# TEXT SECTION
⟨

The perception of the city

The image and mental map of the city changes in the times of platforms, data and computation

Salvatore Iaconesi
14 min readSep 21, 2018

Digital has become part of our lives. Whether we want it or not, whether we realize it or not, we generate data all the time, we exist on digital platforms all the time, our digital data and profiles are processed all the time by algorithms and artificial intelligences, and this has impact on our world and on how we are able to experience it.

This has impact on the ways in which we can perceive our cities.

When, in 1960, Kevin Lynch wrote “the Image of the City” he dealt with the concept of imageability and readability of the city: of how people see and interpret the city, build their own image of it, their mental maps of the city, through the things they see, remember, the messages and signage they perceive and, in general, through the elements and signs of the urban landscape.

Lynch’s analysis mosty dealt with the idea of walking through the city, and the elements of the city which were taken in consideration were mostly physical (signs, posts, parks, stores etc).

In 1972 Robert Venturi, Denise Scott Brown and Steven Izenour wrote “Learning from Las Vegas”, using Las Vegas’ Strip to move forward in this kind of research, trying to understand what happens to the city when it is experienced not by walking, but at higher speeds, by traversing it by car.

⟩

# REQUIREMENT 1
Name every person the passage on the perception of the city credits with writing a book.
# REQUIREMENT 2
Pick up the piece on the perception of the city after its final sentence and carry it forward.

# DATA SUPPLIED
⟨

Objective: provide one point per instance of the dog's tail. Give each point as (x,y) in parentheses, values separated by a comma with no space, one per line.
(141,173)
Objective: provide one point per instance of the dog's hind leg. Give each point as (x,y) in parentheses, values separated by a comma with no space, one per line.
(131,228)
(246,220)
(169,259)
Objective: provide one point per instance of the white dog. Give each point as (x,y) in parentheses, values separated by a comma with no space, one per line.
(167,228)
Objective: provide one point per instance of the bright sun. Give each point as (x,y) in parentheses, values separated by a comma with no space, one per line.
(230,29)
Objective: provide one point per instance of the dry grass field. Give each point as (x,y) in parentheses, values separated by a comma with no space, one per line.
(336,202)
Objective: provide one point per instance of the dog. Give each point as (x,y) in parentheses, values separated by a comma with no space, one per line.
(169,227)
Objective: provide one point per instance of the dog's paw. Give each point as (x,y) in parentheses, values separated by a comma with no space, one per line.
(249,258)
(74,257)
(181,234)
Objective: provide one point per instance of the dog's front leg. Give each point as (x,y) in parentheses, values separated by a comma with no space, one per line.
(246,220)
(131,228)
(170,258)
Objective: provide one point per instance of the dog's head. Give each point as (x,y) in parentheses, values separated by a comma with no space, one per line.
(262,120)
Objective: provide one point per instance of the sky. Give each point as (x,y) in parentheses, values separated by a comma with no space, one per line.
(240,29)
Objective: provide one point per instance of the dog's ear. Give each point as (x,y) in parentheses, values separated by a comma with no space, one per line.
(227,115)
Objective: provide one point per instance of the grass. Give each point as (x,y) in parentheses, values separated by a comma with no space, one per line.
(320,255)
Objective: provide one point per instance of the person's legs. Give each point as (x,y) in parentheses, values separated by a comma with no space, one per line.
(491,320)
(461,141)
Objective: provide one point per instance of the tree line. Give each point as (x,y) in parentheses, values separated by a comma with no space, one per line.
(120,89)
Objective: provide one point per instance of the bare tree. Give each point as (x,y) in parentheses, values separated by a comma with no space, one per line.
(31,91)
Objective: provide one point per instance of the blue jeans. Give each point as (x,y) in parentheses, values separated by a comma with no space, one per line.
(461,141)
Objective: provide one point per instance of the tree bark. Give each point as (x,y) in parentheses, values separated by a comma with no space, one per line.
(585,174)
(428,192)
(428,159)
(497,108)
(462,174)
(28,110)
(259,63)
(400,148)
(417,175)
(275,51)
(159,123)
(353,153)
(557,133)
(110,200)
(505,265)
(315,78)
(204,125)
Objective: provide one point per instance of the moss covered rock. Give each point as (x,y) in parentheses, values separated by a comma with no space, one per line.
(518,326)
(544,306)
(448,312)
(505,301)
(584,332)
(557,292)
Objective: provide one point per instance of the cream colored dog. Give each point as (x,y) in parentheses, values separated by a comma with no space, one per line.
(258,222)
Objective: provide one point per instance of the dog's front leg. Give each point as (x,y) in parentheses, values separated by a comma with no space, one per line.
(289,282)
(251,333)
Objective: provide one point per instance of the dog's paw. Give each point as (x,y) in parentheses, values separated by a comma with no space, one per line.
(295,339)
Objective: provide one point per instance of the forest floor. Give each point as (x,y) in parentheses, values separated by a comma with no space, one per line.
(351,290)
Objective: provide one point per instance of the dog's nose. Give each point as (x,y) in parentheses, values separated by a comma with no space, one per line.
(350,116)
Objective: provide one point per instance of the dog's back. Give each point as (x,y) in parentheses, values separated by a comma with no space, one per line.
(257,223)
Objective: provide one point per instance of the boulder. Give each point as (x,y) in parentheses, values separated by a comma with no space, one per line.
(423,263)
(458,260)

⟩

# WRITTEN REPLY 1
Kevin Lynch, Robert Venturi, Denise Scott Brown, Steven Izenour

# WRITTEN REPLY 2
In this novel scenarios, buildings become symbols through assemblage and composition of media.

buildings disappear, you don’t see them anymore, and only the sign remains (image from HERE)

Nobody really sees the building, anymore, in this scenario: everybody sees the sign. Buildings become decorated sheds: a 10 thousand dollars building with a 100 thousand dollar sign. Symbols become more important of the physical form of the building: the building almost disappears, almost completely becoming communication.

Even in this scenario, we are dealing with physical elements: signage, lights.

How can we extend this type of analysis to today’s scenario? And what implications does it have on our rights to the city, and on the ways in which we can perceive, understand and use the city?

Ubiquity

Today is the age of Ubiquity.

Which, in this sense, does not mean the possibility of being everywhere at the same time.

But, rather, it means the continuous and unstoppable presence of the global into the local and of the local into the global.

Ubiquity exists because of globalization and because of pervasive technologies, data and computation.

Times, places, people, organizations and objects are hyperconnected with each other.

  • We can gain understandings of places through interactive digital maps; explore them through Streetview; read multiple reviews about places and interpret them; access how other people and organizations interpreted places through images they took; how they performed the place through image of themselves and their activities there.
  • We can see the geographical positions of our contacts and understand what they’re doing, and when.
  • We can use services such as Instagram to see parts of the city and landmarks as they are reinterpreted and performed by people through their bodies, actions and creativity.
  • We can perform the city ourselves through digital services, for example through delivery services, and also from their limits (from what parts of the city can they deliver to your home?)
  • We can see the city through wi-fi hotspots, and we perceive it differently where wi-fi is not available.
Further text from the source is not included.